#### [Text provided]
The Vision Thing

Tim Burton

 

By Mark Salisbury

From Premiere February 2004

Tim Burton has always tried to connect with the films he makes, even if the personal associations appear, on the surface at least, to be obscure to anyone else but him. With Edward Scissorhands he was the awkward teenage unable to reach out to the world; with Ed Wood he had sympathy for a fellow filmmaker forever on the verge of failure; with Batman he sided with a superhero that preferred to be in the shadows. But his connection with his latest movie, Big Fish, the story of journalist William Bloom (Billy Crudup) trying to repair his fractious relationship with his dying father, Edward (Albert Finney), may well be the most direct to date. Burton's father died in 2000, and his mother passed away last year. Never close to his parents - he moved out of their home at 12 to live with his grandmother - Burton found that the Big Fish script, adapted by John August from Daniel Wallace's novel, unlocked in him feelings he'd been unable to articulate or share, "I couldn't even communicate [them] to my best friend. So in reading it, I thought, 'This puts an image to the incommunicable.' " Not that Burton was necessarily looking for catharsis. "I was just thinking about my parents, and you realize it's the strangest relationship you can have," he says.

For Burton, who recently became a father for the first time (his partner is actress Helene Bonham Carter, a Big Fish costar), the biggest realization was that "I never treated my parents like human beings. You grow up and they're [still] your parents. You can be 45 years old and still feel inarticulate and cut off. I certainly questioned, 'Why am I acting this way? My dad's a great guy. Everybody loves him. Why do I have such a problem with him?' "Which is precisely the problem faced by Crudup's character, who has long tired of his father's compulsive storytelling and wishes that, for once, before he dies, he would tell him the truth. Although, as we witness, Edward's tall tales of his past adventures (with Ewan McGregor playing his younger self) have more than their fair share of veracity. "I always felt for him," says Burton of William. "I don't know if it's because I felt similar to that, but there's a certain rigidity to the character I find very emotional, very sad. I went back to thinking about my father, and as bad a relationship as I had, early on it was quite magical. He had false teeth, so he would pretend when the moon was full that he would turn into a werewolf. We loved it, and you realize he was quite a magical character. It's important to remember that. I forgot that for too long."

#### [Entries shown]
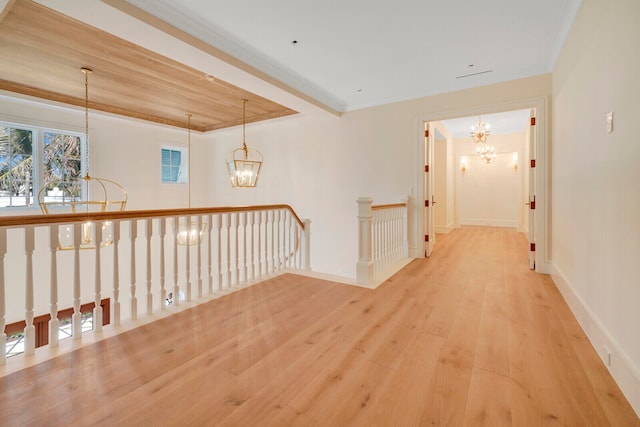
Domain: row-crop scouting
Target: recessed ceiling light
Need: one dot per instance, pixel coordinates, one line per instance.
(474, 74)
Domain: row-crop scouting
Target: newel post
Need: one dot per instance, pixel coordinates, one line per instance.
(364, 269)
(307, 244)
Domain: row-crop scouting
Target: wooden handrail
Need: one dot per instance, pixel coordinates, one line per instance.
(390, 206)
(19, 220)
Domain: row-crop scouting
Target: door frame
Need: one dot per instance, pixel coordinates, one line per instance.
(542, 232)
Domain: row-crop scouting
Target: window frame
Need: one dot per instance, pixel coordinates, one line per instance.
(37, 154)
(183, 171)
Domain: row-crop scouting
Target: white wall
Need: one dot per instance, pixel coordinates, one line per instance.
(322, 165)
(491, 194)
(595, 243)
(319, 165)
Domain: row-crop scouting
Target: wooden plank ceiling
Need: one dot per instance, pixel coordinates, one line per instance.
(42, 53)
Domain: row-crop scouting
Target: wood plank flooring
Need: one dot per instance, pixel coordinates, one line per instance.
(468, 337)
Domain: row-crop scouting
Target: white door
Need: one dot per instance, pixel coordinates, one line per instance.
(532, 191)
(429, 199)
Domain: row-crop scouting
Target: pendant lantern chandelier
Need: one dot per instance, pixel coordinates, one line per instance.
(244, 165)
(97, 196)
(480, 132)
(487, 153)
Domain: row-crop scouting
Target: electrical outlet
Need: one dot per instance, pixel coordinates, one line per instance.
(607, 356)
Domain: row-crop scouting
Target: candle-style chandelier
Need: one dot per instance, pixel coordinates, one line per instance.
(97, 196)
(480, 132)
(244, 165)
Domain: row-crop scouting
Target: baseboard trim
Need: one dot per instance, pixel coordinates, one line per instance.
(489, 222)
(445, 229)
(622, 369)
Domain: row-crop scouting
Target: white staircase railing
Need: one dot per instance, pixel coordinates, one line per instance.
(151, 261)
(382, 240)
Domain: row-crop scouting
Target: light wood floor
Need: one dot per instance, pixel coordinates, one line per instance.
(469, 336)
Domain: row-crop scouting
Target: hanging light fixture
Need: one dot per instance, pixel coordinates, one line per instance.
(244, 165)
(53, 200)
(480, 132)
(487, 153)
(188, 232)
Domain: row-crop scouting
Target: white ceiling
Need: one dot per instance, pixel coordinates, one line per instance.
(499, 123)
(352, 54)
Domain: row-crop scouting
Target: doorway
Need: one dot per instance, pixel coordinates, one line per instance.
(511, 162)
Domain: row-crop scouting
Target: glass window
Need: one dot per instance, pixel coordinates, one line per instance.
(32, 158)
(16, 166)
(62, 163)
(173, 166)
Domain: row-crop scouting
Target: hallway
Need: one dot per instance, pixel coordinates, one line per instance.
(469, 336)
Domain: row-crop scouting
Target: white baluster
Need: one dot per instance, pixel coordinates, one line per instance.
(236, 263)
(243, 220)
(218, 218)
(133, 234)
(307, 244)
(97, 309)
(176, 286)
(252, 222)
(228, 216)
(76, 317)
(273, 242)
(3, 306)
(116, 274)
(209, 255)
(260, 253)
(54, 323)
(187, 258)
(364, 268)
(199, 255)
(287, 236)
(29, 330)
(148, 230)
(279, 242)
(163, 292)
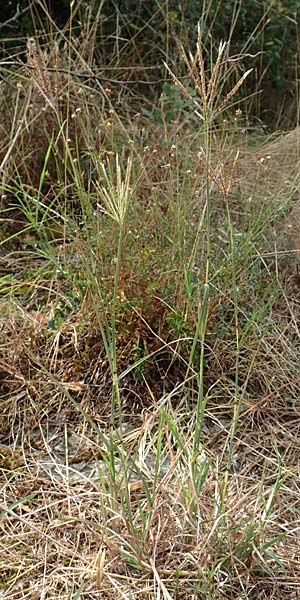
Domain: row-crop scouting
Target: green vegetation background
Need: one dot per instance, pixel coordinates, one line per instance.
(266, 30)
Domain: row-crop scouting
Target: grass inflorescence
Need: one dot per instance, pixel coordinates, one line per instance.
(149, 335)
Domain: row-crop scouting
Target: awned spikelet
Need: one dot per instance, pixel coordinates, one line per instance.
(209, 87)
(38, 73)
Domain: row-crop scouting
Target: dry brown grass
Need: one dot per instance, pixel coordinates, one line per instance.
(136, 512)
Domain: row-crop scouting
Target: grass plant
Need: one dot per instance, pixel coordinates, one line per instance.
(149, 338)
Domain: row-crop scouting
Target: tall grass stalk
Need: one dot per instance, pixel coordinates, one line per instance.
(114, 192)
(207, 106)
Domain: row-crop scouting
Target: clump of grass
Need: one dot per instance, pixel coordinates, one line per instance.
(142, 286)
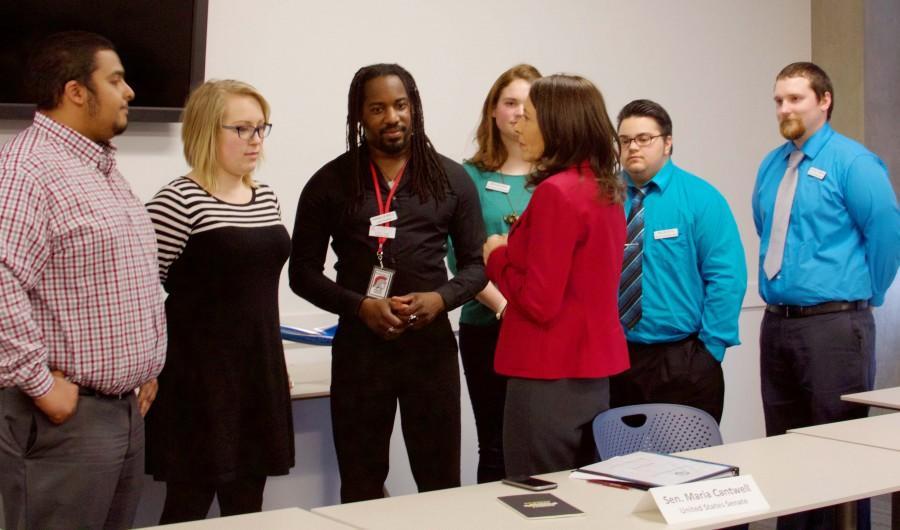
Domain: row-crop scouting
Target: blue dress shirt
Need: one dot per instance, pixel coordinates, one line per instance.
(843, 238)
(693, 282)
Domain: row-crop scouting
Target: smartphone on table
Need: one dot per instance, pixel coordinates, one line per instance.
(530, 483)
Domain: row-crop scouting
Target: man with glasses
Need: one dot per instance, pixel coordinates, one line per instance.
(829, 249)
(683, 276)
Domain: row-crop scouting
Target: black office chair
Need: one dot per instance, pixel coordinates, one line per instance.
(654, 427)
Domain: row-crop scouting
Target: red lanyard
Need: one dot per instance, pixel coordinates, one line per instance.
(385, 207)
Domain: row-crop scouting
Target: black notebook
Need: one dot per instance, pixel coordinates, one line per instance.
(540, 505)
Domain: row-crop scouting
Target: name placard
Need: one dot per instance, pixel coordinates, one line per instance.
(709, 498)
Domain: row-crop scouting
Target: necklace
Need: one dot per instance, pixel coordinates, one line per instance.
(509, 219)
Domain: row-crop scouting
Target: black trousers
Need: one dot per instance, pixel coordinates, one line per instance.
(806, 364)
(188, 501)
(370, 377)
(487, 391)
(681, 372)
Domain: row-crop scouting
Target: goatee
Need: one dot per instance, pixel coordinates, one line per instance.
(792, 128)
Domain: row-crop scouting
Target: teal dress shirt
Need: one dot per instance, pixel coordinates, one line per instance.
(694, 270)
(495, 205)
(843, 238)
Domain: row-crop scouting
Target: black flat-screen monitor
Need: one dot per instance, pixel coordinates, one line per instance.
(162, 44)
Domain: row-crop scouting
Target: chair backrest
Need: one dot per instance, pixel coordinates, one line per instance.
(668, 428)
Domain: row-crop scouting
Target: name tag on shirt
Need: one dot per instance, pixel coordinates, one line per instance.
(665, 234)
(383, 218)
(389, 232)
(497, 186)
(816, 172)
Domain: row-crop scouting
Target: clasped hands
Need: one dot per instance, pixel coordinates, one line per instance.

#### [Your goal]
Go on with the Tim Burton profile, starting right after its last sentence. The listing has no connection to the Tim Burton profile.

#### [Answer box]
Representing a return to a smaller scale of filmmaking. "where you don't have a release date before a script." Big Fish is also, in a lot of ways, a very different kind of film from what we've come to expect from Burton (although it does feature many typically Burtonesque elements - Bloom's tall tales feature a werewolf, a sheep-eating giant, and a glass-eyed witch). Indeed, it's the realism of the Finney-Crudup core that gives Big Fish its poignancy and rich emotional impact. Burton shot all the hospital and bedside scenes first, before moving on to the more fun stuff. "It was like shooting two movies in a way," he says, "the real and the fantasy. It needed both, because [otherwise] it's an episode of ER."